GIVEN PROBLEM |
Return the listing below unchanged, minus its pictures.

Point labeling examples
:::
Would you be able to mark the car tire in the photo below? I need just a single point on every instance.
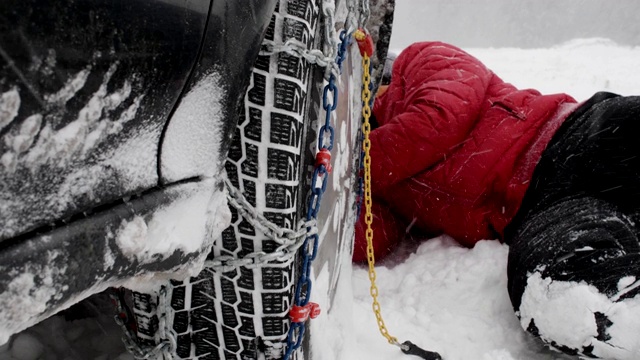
(242, 313)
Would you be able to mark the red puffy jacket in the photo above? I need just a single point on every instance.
(455, 148)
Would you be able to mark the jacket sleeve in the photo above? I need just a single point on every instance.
(434, 98)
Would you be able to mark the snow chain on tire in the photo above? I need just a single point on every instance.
(242, 313)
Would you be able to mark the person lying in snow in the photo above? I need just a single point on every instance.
(455, 150)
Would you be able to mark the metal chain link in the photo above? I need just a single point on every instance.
(166, 343)
(303, 287)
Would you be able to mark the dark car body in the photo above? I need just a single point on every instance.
(115, 116)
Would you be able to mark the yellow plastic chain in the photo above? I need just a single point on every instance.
(366, 145)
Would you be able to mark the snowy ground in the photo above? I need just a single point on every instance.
(442, 297)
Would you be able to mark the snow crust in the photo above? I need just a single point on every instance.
(564, 311)
(192, 141)
(27, 296)
(190, 224)
(437, 294)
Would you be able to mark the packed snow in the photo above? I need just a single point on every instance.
(439, 295)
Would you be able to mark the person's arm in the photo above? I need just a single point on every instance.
(434, 98)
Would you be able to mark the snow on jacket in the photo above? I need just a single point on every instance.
(456, 146)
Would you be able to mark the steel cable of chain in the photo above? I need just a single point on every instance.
(303, 288)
:::
PROBLEM SOLUTION |
Would you be able to mark the car tire in the photo below? I need just a single point on every instance.
(242, 313)
Would you be able to mark the red puffy jacket in the photo above? I need just a single point on every instance.
(455, 148)
Would you be able to mark the jacket sleeve in the photo above? I need just a single point on every instance.
(434, 98)
Would you be able to mark the snow chain on tire in the photo above? I need just a single point on every instance.
(242, 313)
Would you be able to mark the person lying in snow in the photo above? I need just a single point on every instance.
(455, 150)
Would you be able to mark the metal chain link in the photo above? I need just a single point on every instance.
(166, 343)
(303, 287)
Would you be able to mark the dark car body in the photo above? I need just a single point on every instance.
(115, 116)
Would you be able to mark the yellow plastic chain in the photo above? I need just a single point on every instance.
(366, 145)
Would you be able to mark the snowy ground in the photo above? I need just a single point on every instance.
(442, 297)
Would you be able to mark the snow crust in the photo above? I need just a single point on every instance.
(564, 311)
(192, 141)
(27, 296)
(190, 224)
(437, 294)
Would you be able to mark the packed snow in the photo above? I need just a single point on every instance.
(439, 295)
Would you be able to mark the person's arm in the photo above? I need just a single point on every instance.
(434, 98)
Would you be able to mark the snow on jacket in the photo above? I need just a single point on every instance.
(456, 146)
Would you be able to mark the steel cable of chain in the photo above? I need just a single point on every instance.
(303, 288)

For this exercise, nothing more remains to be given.